Zu lösende Aufgaben:
a – An welchem Tag erstattete der ehemalige FPÖ-Klubdirektor Matthias Eder laut dem Textauszug über die Grazer FPÖ-Finanzaffäre Selbstanzeige?
b – Schreibe den Textauszug über die Grazer FPÖ-Finanzaffäre weiter, und zwar im Anschluss an seinen letzten Satz.

Textauszug:

Geld Schiffchen
Vor zwei Jahren wurden fraglichen blaue Geldflüsse bekannt.
der Standard

Am kommenden Dienstag jährt sich der Rücktritt der damaligen Spitze der Grazer FPÖ zum zweiten Mal. Was als Knalleffekt begann, hat sich zu einer politisch brisanten Causa entwickelt – und zu einem langatmigen Verfahren. Zum Jahrestag hier einige Antworten auf häufig gestellte Fragen.

Frage: Am 31. Oktober 2021 traten der damalige FPÖ-Vizebürgermeister Mario Eustacchio und der damalige Klubchef Armin Sippel zurück. Warum eigentlich?

Antwort: Die vorangegangene blaue Wahlschlappe im September war nicht der Grund. Vielmehr wurden im Oktober durch Medienberichte fragwürdige finanzielle Zuwendungen an die beiden Politiker sowie ungeklärte Geldflüsse von und zu Vereinen ruchbar. Es ging um Geld aus der durch Steuergelder finanzierten Klubkasse. Allein an Eustacchio sollen dabei jährlich 50.000 Euro zusätzlich zu seiner Gage gegangen sein. Sippel war beim FPÖ-nahen steirischen Verlagsverein angestellt. Ein Whistleblower hatte Medien die Finanzunterlagen einiger Jahre dieses Klubs zukommen lassen. Beim Rücktritt versprach Eustacchio volle Kooperation zur Aufklärung.

Frage: Haben sich die beiden Politiker selbst gestellt?

Antwort: Keineswegs, sie legten nur sämtliche politische Funktionen nieder. Ein anderer erstattete aber Selbstanzeige: Der ehemalige FPÖ-Klubdirektor Matthias Eder tat dies am 5. November 2021. Dass er ein Bauernopfer gewesen sein soll, wies die Partei stets vehement zurück.

Bereitgestelltes Material:

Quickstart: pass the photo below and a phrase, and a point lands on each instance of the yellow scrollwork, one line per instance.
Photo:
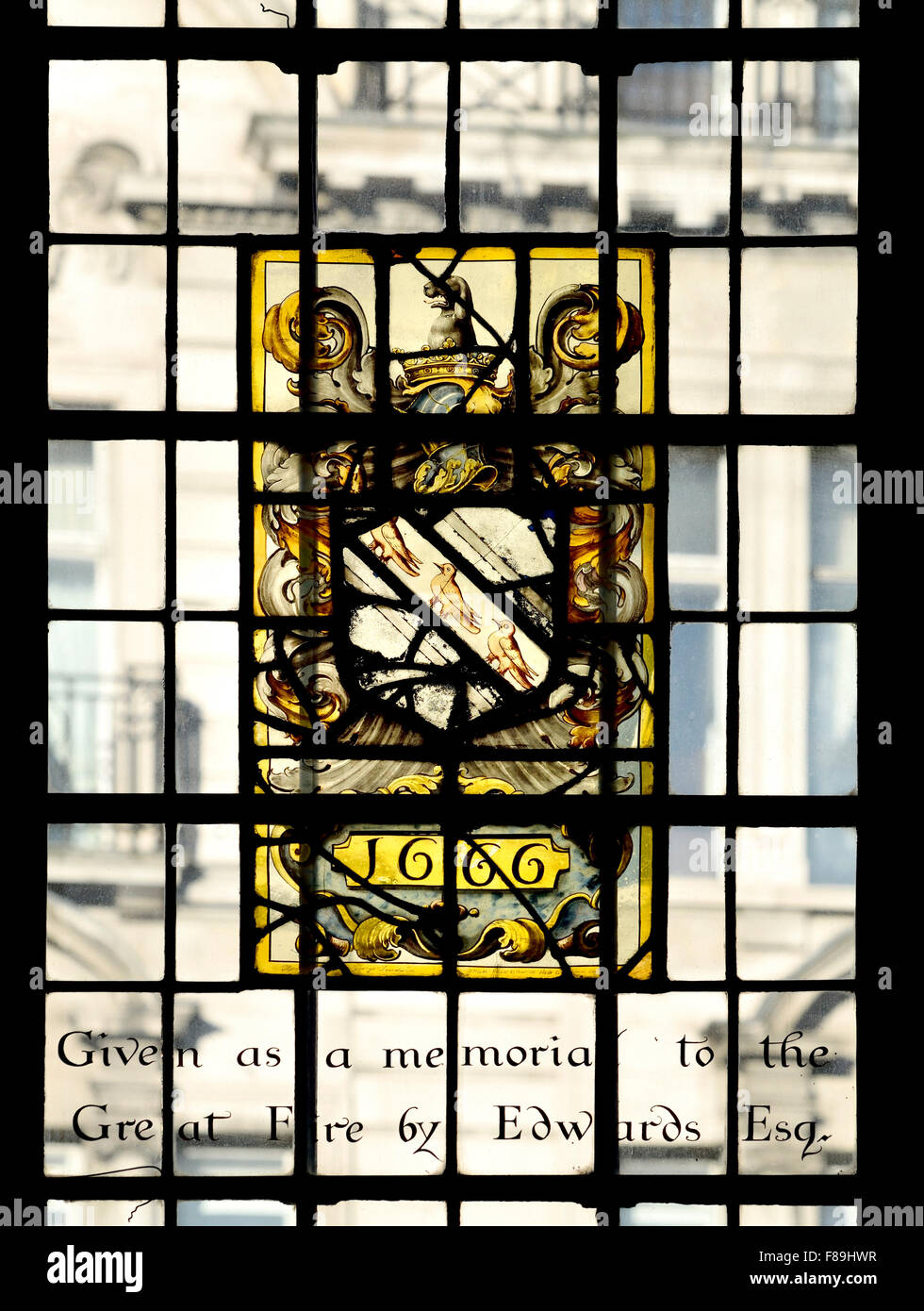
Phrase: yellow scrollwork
(281, 337)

Lösungen:
a – Am 5. November 2021.

b –
Frage: Gegen wie viele Beschuldigte wird in der Causa ermittelt?

Antwort: Gegen sieben Personen. Unter ihnen sind neben Eustacchio und Sippel auch der FPÖ-Landesparteichef und Ex-Verteidigungsminister Mario Kunasek.

Frage: Was hat der Landesparteichef mit der Causa zu tun?

Antwort: Kunasek, der stets betonte, alles tun zu wollen, um die Causa rasch aufzuklären, und mehrere Gutachter mit der Prüfung der Finanzen beauftragte, wird verdächtigt, falsche Beweismittel vorgelegt und falsch ausgesagt zu haben. Zudem soll ihn ein ehemaliger Gemeinderat in einer Klubsitzung als Mitwisser belastet haben. All das dementiert Kunasek. Es gilt die Unschuldsvermutung.

Frage: Nach welchen anderen Paragrafen wird ermittelt?

Antwort: Wegen des Verdachts der Veruntreuung, des Betrugs, der Untreue, des Fördermissbrauchs und der NS-Wiederbetätigung. Das letzte Delikt betrifft zwei nicht prominente Beschuldigte, bei denen im Zuge von Hausdurchsuchungen auch einschlägige Beweismittel gefunden worden sein sollen.

Frage: Wann fanden die Hausdurchsuchungen statt, und was fand man bei ihnen sonst noch?

Antwort: Im Oktober 2022 ordnete die Staatsanwaltschaft Klagenfurt bei sechs Personen sowie bei FPÖ-nahen Vereinen und Burschenschaften Hausdurchsuchungen an. Mit Stand 27. Oktober 2023 ist deren Auswertung laut der Staatsanwaltschaft Klagenfurt immer noch nicht abgeschlossen.

Frage: Warum ermittelt überhaupt die Staatsanwaltschaft Klagenfurt in einer steirischen Causa?

Antwort: Die Staatsanwaltschaft Graz gab den Fall nach sechs Monaten, im Mai 2022, an die Kollegen in Klagenfurt wegen Befangenheit ab.

Frage: Wie ging es seit Oktober 2021 mit Stadt-FPÖ und Klub weiter?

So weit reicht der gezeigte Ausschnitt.